**Directions**
Transcribe, exactly as they appear, only the lines from the one holding "the woman's knee" through the end of the entries below.

Coordinate labeling data
--- START ---

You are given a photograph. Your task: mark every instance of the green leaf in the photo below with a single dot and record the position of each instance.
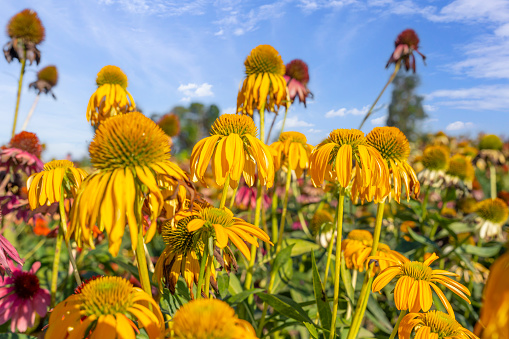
(322, 302)
(285, 306)
(239, 297)
(223, 282)
(485, 252)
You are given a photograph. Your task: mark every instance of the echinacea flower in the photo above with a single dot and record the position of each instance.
(493, 214)
(346, 157)
(297, 78)
(26, 31)
(234, 151)
(209, 318)
(111, 97)
(130, 153)
(432, 325)
(435, 160)
(22, 154)
(170, 124)
(57, 177)
(357, 248)
(47, 78)
(415, 280)
(394, 148)
(179, 257)
(292, 152)
(494, 319)
(106, 307)
(8, 254)
(406, 43)
(220, 224)
(21, 297)
(264, 86)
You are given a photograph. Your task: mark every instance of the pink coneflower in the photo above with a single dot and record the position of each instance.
(22, 154)
(406, 43)
(21, 297)
(297, 78)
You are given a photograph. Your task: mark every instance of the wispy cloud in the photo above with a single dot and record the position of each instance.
(346, 111)
(459, 125)
(192, 90)
(495, 98)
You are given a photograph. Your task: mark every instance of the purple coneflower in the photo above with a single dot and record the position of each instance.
(21, 297)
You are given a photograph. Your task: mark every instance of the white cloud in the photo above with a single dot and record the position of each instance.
(230, 110)
(380, 121)
(459, 125)
(293, 122)
(192, 90)
(430, 108)
(494, 98)
(344, 111)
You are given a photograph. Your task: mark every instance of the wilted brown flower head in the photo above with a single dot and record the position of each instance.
(406, 43)
(47, 78)
(297, 78)
(26, 31)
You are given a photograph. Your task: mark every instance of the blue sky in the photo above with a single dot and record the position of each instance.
(176, 51)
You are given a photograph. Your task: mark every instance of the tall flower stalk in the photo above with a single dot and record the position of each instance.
(336, 159)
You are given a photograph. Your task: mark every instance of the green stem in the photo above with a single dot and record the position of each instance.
(274, 216)
(339, 230)
(395, 330)
(56, 263)
(329, 255)
(362, 303)
(258, 209)
(232, 200)
(225, 191)
(396, 69)
(63, 223)
(493, 181)
(283, 214)
(201, 277)
(140, 250)
(425, 203)
(20, 84)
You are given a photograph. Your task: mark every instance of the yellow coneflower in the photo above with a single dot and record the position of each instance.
(111, 97)
(395, 149)
(345, 156)
(26, 31)
(292, 151)
(493, 214)
(414, 284)
(494, 319)
(234, 151)
(264, 86)
(44, 188)
(405, 225)
(435, 160)
(432, 325)
(224, 227)
(357, 248)
(130, 152)
(179, 258)
(209, 318)
(105, 308)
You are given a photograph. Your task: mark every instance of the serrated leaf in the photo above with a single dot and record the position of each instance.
(485, 252)
(285, 306)
(322, 302)
(239, 297)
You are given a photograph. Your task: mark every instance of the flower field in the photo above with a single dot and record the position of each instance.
(253, 232)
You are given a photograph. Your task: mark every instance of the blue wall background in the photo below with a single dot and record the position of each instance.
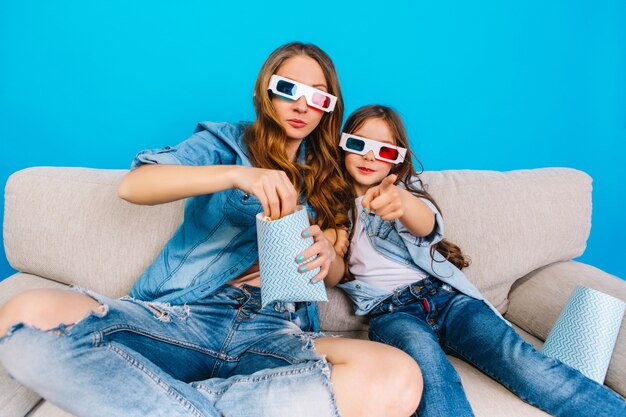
(488, 85)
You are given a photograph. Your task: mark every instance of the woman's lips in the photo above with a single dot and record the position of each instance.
(297, 123)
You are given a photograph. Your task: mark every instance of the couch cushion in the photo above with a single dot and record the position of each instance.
(69, 225)
(535, 306)
(511, 223)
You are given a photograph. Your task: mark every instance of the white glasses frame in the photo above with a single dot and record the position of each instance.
(302, 90)
(374, 146)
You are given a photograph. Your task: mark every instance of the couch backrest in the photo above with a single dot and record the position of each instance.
(68, 224)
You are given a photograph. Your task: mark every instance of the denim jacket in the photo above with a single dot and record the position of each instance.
(217, 240)
(394, 241)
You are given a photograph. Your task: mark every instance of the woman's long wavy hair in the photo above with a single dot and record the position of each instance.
(405, 171)
(319, 180)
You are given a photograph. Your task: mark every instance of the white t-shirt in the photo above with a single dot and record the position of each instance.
(373, 268)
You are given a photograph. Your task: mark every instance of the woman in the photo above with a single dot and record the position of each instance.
(194, 325)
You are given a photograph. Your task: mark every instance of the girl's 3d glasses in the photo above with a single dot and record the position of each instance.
(293, 90)
(382, 151)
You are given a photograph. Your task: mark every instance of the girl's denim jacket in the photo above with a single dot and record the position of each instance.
(394, 241)
(217, 240)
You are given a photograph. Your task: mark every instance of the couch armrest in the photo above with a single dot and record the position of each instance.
(536, 300)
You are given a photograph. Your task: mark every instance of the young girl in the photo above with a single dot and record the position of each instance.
(409, 281)
(194, 324)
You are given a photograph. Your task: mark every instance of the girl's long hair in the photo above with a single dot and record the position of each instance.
(319, 180)
(405, 171)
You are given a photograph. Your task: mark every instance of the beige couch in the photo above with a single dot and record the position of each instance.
(521, 229)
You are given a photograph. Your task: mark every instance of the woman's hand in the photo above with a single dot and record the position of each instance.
(386, 199)
(272, 187)
(323, 248)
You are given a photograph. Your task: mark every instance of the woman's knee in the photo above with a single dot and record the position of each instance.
(402, 382)
(45, 309)
(372, 379)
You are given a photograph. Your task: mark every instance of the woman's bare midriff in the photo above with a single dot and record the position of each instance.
(251, 276)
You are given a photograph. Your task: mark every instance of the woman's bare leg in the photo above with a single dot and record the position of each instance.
(371, 379)
(45, 309)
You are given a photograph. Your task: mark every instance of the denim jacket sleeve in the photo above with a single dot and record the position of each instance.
(211, 144)
(434, 237)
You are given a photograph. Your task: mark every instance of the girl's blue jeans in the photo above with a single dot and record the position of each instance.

--- END ---

**Reply**
You are given a photograph. Your task: mark every instance of the woman's knee in the photo above with a single dot and record the position of each instance.
(402, 382)
(45, 309)
(372, 379)
You are given a photograph. Your task: mark every instance of the woman's bare midriff in the photo above with a single dot and record the position of each instance.
(251, 276)
You are given a photograph. Your task: mark every instance of the woman's bare leg in the photo above with a single dot and record the position of each instance.
(371, 379)
(45, 309)
You are given a photograph. Your task: mark every instance of the denim jacket sleeve in the photo above with a single dot and record the position of each instance.
(211, 144)
(434, 237)
You are given a photograph. Your task: mark every instance of the girl's blue jeans in the photo above with a single dot and record the position of each instance.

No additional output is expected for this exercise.